- [Listed entries]
--- START ---

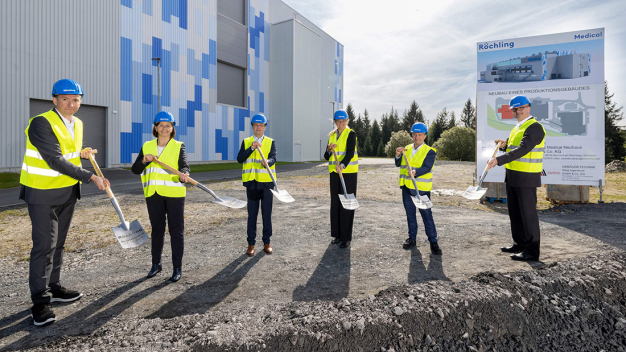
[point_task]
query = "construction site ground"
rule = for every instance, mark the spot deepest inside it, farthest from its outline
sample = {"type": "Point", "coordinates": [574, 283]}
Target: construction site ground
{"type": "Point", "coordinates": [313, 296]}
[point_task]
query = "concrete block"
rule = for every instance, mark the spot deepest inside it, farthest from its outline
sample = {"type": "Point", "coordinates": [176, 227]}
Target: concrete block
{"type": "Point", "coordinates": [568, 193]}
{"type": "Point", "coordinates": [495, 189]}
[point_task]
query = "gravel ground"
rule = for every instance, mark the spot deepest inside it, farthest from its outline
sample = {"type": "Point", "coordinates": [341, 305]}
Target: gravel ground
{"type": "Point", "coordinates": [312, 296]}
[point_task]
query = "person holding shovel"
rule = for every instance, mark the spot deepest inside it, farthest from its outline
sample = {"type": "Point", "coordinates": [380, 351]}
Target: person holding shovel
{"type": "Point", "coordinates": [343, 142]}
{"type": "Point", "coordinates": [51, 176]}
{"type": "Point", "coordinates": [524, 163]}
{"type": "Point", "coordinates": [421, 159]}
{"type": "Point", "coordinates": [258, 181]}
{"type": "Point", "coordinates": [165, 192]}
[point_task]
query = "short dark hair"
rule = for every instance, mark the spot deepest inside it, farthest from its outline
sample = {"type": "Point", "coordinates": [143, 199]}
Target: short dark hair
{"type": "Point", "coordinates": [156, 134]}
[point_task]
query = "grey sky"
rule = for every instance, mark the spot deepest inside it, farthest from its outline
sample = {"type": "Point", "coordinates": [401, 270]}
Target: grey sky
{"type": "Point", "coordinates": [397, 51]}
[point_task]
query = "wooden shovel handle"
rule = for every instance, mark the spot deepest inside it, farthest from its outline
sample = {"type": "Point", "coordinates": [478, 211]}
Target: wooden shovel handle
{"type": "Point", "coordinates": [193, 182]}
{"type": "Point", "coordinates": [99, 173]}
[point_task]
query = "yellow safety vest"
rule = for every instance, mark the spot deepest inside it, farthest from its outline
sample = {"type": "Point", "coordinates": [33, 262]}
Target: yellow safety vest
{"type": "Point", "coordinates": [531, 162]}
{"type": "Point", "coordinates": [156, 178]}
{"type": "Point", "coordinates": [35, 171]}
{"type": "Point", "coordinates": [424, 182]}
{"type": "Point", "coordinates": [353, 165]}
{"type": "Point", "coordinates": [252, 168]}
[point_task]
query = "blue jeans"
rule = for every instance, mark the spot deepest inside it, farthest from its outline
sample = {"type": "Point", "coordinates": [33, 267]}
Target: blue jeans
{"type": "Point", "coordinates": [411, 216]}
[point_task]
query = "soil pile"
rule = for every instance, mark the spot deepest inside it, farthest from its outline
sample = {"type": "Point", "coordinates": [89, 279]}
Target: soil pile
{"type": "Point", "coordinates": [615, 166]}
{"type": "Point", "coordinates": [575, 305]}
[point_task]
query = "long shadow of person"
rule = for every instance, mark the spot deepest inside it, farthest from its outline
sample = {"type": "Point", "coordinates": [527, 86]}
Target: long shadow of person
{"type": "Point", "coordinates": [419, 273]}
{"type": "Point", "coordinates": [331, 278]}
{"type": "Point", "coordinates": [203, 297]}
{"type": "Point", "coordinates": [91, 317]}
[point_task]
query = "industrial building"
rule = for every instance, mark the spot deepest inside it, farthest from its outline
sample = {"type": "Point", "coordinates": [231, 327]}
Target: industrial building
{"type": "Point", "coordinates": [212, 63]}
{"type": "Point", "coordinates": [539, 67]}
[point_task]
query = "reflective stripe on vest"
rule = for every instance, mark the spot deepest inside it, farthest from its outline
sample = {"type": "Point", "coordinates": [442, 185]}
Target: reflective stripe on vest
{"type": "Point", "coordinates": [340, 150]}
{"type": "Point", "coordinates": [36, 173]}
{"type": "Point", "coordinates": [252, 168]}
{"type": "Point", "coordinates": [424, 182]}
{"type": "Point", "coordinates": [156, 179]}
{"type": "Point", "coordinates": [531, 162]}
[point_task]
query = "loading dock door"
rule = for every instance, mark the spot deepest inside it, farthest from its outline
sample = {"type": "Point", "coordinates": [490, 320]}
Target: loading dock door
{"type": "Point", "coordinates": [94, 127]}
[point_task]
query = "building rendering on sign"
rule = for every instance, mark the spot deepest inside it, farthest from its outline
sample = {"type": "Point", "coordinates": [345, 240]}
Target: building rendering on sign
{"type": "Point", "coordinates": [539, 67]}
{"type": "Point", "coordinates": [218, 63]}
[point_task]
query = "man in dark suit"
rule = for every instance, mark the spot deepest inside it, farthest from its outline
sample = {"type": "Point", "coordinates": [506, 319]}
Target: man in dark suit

--- END ---

- [Task requirements] Since pictures are not part of the copy, set down only the remaining data exactly.

- [Response area]
[point_task]
query = "construction site ground"
rule = for every instance, mark the spot deepest inside it, farthest from its outline
sample = {"type": "Point", "coordinates": [574, 283]}
Target: construction site ground
{"type": "Point", "coordinates": [313, 296]}
[point_task]
query = "concrete block"
rule = for every instance, mark the spot deepest inside it, farthest from its outline
sample = {"type": "Point", "coordinates": [176, 227]}
Target: concrete block
{"type": "Point", "coordinates": [568, 193]}
{"type": "Point", "coordinates": [495, 189]}
[point_task]
query = "gravel ground"
rule = for every instance, mark the spot deepest inside it, farthest from its outline
sample = {"type": "Point", "coordinates": [341, 305]}
Target: gravel ground
{"type": "Point", "coordinates": [312, 296]}
[point_task]
query = "person holding shovel"
rule = for every instance, mark the spot deepest inside it, farthest from its outline
sample = {"type": "Point", "coordinates": [380, 351]}
Target: person holding shovel
{"type": "Point", "coordinates": [343, 142]}
{"type": "Point", "coordinates": [51, 176]}
{"type": "Point", "coordinates": [524, 163]}
{"type": "Point", "coordinates": [421, 159]}
{"type": "Point", "coordinates": [258, 181]}
{"type": "Point", "coordinates": [165, 192]}
[point_task]
query = "short dark hair"
rule = for every instance, mark the spot deepest inside it, farthest from its outline
sample = {"type": "Point", "coordinates": [143, 199]}
Target: short dark hair
{"type": "Point", "coordinates": [156, 134]}
[point_task]
query = "grey sky"
rule = for every instance, mark the spot deepest inside it, farthest from its outline
sample = {"type": "Point", "coordinates": [401, 270]}
Target: grey sky
{"type": "Point", "coordinates": [397, 51]}
[point_task]
query = "wooden shovel handle"
rule = for every instance, mark the spot deepest inside it, farthest from its outline
sample = {"type": "Point", "coordinates": [478, 211]}
Target: wooden shovel handle
{"type": "Point", "coordinates": [193, 182]}
{"type": "Point", "coordinates": [99, 173]}
[point_task]
query = "yellow safety vest"
rule = for every instance, mark the spot deepest inside it, farthest from its outline
sample = {"type": "Point", "coordinates": [33, 262]}
Target: yellow safety vest
{"type": "Point", "coordinates": [531, 162]}
{"type": "Point", "coordinates": [156, 178]}
{"type": "Point", "coordinates": [35, 171]}
{"type": "Point", "coordinates": [424, 182]}
{"type": "Point", "coordinates": [353, 165]}
{"type": "Point", "coordinates": [252, 168]}
[point_task]
query = "blue jeans"
rule = for every instance, mark the spot deepest inside it, farthest from its outline
sample = {"type": "Point", "coordinates": [33, 267]}
Target: blue jeans
{"type": "Point", "coordinates": [411, 216]}
[point_task]
query = "soil pile"
rule = for every instance, mark the spot deepest inside it, farthest from its outline
sample = {"type": "Point", "coordinates": [89, 279]}
Target: soil pile
{"type": "Point", "coordinates": [615, 166]}
{"type": "Point", "coordinates": [575, 305]}
[point_task]
query = "long shadow of person"
rule = for every instance, mark the spot deepest inside it, farthest from its outline
sample = {"type": "Point", "coordinates": [527, 86]}
Target: long shadow of person
{"type": "Point", "coordinates": [419, 273]}
{"type": "Point", "coordinates": [331, 278]}
{"type": "Point", "coordinates": [203, 297]}
{"type": "Point", "coordinates": [91, 317]}
[point_task]
query = "industrial building"
rule = for every instance, mark the spot deepest inside it, farthest from its outline
sample = {"type": "Point", "coordinates": [231, 327]}
Target: industrial building
{"type": "Point", "coordinates": [212, 63]}
{"type": "Point", "coordinates": [539, 67]}
[point_task]
query = "reflective stripe on vest"
rule = for every instance, mark the spot deepest inside it, farthest from its outline
sample = {"type": "Point", "coordinates": [442, 185]}
Target: reflective stripe on vest
{"type": "Point", "coordinates": [340, 150]}
{"type": "Point", "coordinates": [36, 173]}
{"type": "Point", "coordinates": [252, 168]}
{"type": "Point", "coordinates": [424, 182]}
{"type": "Point", "coordinates": [156, 179]}
{"type": "Point", "coordinates": [531, 162]}
[point_task]
query = "loading dock door"
rule = for every instance, mark the spot deepest inside it, farthest from its outline
sample = {"type": "Point", "coordinates": [490, 320]}
Target: loading dock door
{"type": "Point", "coordinates": [94, 127]}
[point_task]
query = "building rendering on sign"
rule = for every instance, mark the spot deepest inside it, farthest from its outline
sample = {"type": "Point", "coordinates": [345, 240]}
Target: building rendering on sign
{"type": "Point", "coordinates": [539, 67]}
{"type": "Point", "coordinates": [218, 63]}
[point_task]
query = "man in dark suit"
rule = for every instance, mark the spot deepest inside it, farthest from its outline
sample = {"type": "Point", "coordinates": [506, 319]}
Target: man in dark suit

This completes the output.